German theoretical physicist

Lucy Mensing, later Mensing-Schütz or Schütz, (11 March 1901 – 28 April 1995) was a German physicist and a pioneer of quantum mechanics.

She may have been the first person to apply quantum mechanics to diatomic molecules.

== Scientific career ==
Mensing studied mathematics, physics and chemistry at the University of Hamburg. During her studies she specialized in theoretical physics. In 1923/24 she wrote a thesis in which she applied the older quantum hypothesis based on Bohr-Sommerfeld's theory, which assumes electron trajectories, to diatomic molecules. This work was published in the Zeitschrift für Physik in 1925. In 1925 she received her doctorate under Wilhelm Lenz with a thesis on the influence of electric fields on the width of spectral lines.

After her doctorate, she got the opportunity to come to Göttingen and take part in the development of quantum mechanics, where she was advised by Pascual Jordan. She studied the rotational spectrum of diatomic molecules using the methods of matrix mechanics.

After Wolfgang Pauli's treatment of the hydrogen atom, this was one of the first applications of the new quantum mechanics to physical systems. In the course of this work she was the first to find the permissible values for the quantum mechanical orbital angular momentum. The results were published in the Zeitschrift für Physik in 1926.

In Hamburg she worked together with Wolfgang Pauli on the calculation of the electrical polarizability of gases from diatomic molecules with the help of matrix mechanics. The result was also published in 1926 in the Physikalische Zeitschrift. This work was another milestone in the application of quantum mechanics.

● Entries from a point annotation set
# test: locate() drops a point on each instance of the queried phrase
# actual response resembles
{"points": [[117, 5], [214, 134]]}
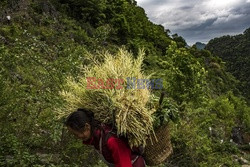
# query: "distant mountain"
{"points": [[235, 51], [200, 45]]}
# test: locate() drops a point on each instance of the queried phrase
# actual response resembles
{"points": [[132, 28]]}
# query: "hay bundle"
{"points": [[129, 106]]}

--

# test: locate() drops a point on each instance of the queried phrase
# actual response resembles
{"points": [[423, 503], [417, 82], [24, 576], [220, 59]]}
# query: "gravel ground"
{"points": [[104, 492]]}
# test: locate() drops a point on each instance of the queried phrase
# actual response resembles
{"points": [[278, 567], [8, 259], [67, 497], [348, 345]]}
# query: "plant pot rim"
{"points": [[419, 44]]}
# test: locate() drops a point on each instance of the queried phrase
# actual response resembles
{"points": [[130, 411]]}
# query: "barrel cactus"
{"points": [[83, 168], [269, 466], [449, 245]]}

● EXERCISE DESCRIPTION
Pick up the biography of Lucy Mensing after its final sentence and continue it. These rows were drawn from a separate source.

● TASK RESULT
She then published in 1926 on the matrix mechanics applied to the partial Paschen-Back effect in continuation of the work of Werner Heisenberg and Pascual Jordan.

In 1926, Alfred Landé offered her a position in Tübingen, which she accepted. There she considered the scattering of slow electrons on atoms, about which she wrote a publication in 1927.

She published her last journal article in 1930 on the broadening of spectral lines.

== Private life ==
Lucy Luise Martha Mensing was born in Hamburg. Her parents were the merchant Hermann Mensing and his wife Martha.

In Tübingen she met the physicist Wilhelm Schütz (1900–1972). He had received his doctorate from Walther Gerlach, and dealt experimentally with spectroscopy. Later he was a professor in Jena. At the time they met, he was assistant to Walther Gerlach. The two married in 1928. After the birth of her first son in 1930, she ended her scientific career and mainly took care of her family. She had a second son and two daughters. Lucy Mensing continued to follow what was happening in physics, maintained contacts with colleagues, and supported her husband in his work, for example by preparing scripts for his lectures. As a contribution to her husband's 1936 Handbuch der Experimentalphysik, she wrote a section on the quantum mechanical theory of the Faraday effect. She had a lifelong friendship with Ernst Ising.

The family moved to Munich in 1929 and to Königsberg in 1936. Shortly before the end of the Second World War, they fled to Jena, where Wilhelm Schütz had set up a branch of his institute. During this difficult time, Lucy Schütz gleaned (picking up crops) and worked as a cleaning lady. In March 1946 she found a job in Jena as a trainee assistant at the mathematical institute. In October 1946, the Soviets deported the family to an island in Lake Seliger near Ostashkov as part of the Operation Osoaviakhim. There Lucy Schütz worked as a teacher for German and history at a school for the children of German internees. In June 1952 the family was able to return to Jena.

Lucy Schütz died on April 28, 1995, in Meiningen, Germany.

== Publications ==
- Zur Störungsmechanik der Molekülmodelle. Zeitschrift für Physik, Vol. 34, 1925, p. 602–610
- Beitrag zur Theorie der Verbreiterung von Spektrallinien. Zeitschrift für Physik, Vol. 34, 1925, p. 611–621 (from the dissertation)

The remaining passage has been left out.